What to work on> Look through the entries for the string "sample" and copy every line where it shows up.

[Stored dataset items]
··········
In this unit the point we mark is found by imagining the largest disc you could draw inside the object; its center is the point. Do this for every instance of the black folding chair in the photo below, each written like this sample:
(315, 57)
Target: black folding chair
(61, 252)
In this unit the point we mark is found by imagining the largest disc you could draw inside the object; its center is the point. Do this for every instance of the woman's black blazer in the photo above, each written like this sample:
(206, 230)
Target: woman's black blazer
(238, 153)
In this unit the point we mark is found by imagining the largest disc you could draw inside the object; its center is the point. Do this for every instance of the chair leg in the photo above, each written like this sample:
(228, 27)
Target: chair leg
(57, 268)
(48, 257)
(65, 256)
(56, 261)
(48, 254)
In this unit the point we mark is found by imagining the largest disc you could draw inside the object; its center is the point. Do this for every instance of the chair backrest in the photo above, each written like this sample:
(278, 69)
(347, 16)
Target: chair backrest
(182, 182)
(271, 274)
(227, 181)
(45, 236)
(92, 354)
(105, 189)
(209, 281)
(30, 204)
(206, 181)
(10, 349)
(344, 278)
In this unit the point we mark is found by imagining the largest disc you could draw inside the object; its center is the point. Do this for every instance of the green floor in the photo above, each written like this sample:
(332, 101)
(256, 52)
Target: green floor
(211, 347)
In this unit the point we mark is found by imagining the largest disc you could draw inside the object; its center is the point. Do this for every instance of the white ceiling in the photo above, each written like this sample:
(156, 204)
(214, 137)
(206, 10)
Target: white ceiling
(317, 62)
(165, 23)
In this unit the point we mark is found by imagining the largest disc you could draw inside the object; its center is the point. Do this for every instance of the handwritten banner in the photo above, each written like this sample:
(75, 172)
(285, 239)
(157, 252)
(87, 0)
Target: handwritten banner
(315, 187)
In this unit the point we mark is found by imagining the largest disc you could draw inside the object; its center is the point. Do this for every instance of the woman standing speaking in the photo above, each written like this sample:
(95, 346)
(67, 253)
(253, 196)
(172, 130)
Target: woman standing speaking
··········
Worked solution>
In this unit the point we mark is found by imagining the largest disc you could draw inside the object; its center is the point. Do this for every instance of the black folding chair in the photo below, each written like this sample:
In this unit the point we mark is found by imagining the largest disc you could draw inside the object; its center is the point. Do this for every instance of the woman's black blazer in the photo above, each written like this sample:
In this unit the point we mark is found by imagining the largest disc you could draw inside the object; its center is the point. Do this for every instance of the chair leg in the photo above, each written like this sample:
In this unit the point we mark is found by imagining the largest disc you could draw inside the object; its center is the point. Do this for every instance of the chair backrest in the photo above, each written like this sample:
In this unit the point we mark is found by imagining the largest disc you could draw inside the object; its center is the point. Do this for every instance of the green floor in the photo above, each written like this sample:
In this unit the point we mark is found by imagining the largest disc you could draw inside the object; its center is the point. Do this for every instance of the white ceiling in the photo above, each written like this sample:
In this unit the point we mark is found by imagining the largest disc you could draw inside the object; its center is the point. Do this for every instance of the handwritten banner in the photo above, each written like this sample:
In this unit the point we mark is found by imagining the largest disc you could draw inside the object; its center is the point. Do this for every instance of the woman standing speaking in the photo above, each written like this sample:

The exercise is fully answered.